* [Your instructions] Render the data below as a JSON list of strings, with one string for each line and no blank lines.

* [Data to use]

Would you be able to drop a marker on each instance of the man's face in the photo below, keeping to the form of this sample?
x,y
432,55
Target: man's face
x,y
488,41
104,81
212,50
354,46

* [Complete response]
[
  "Would you be able to drop a marker on each instance of the man's face in the photo below, keeping to the form of this sample?",
  "x,y",
  "432,55",
  "Target: man's face",
  "x,y",
  "488,41",
  "104,81",
  "212,50",
  "354,46"
]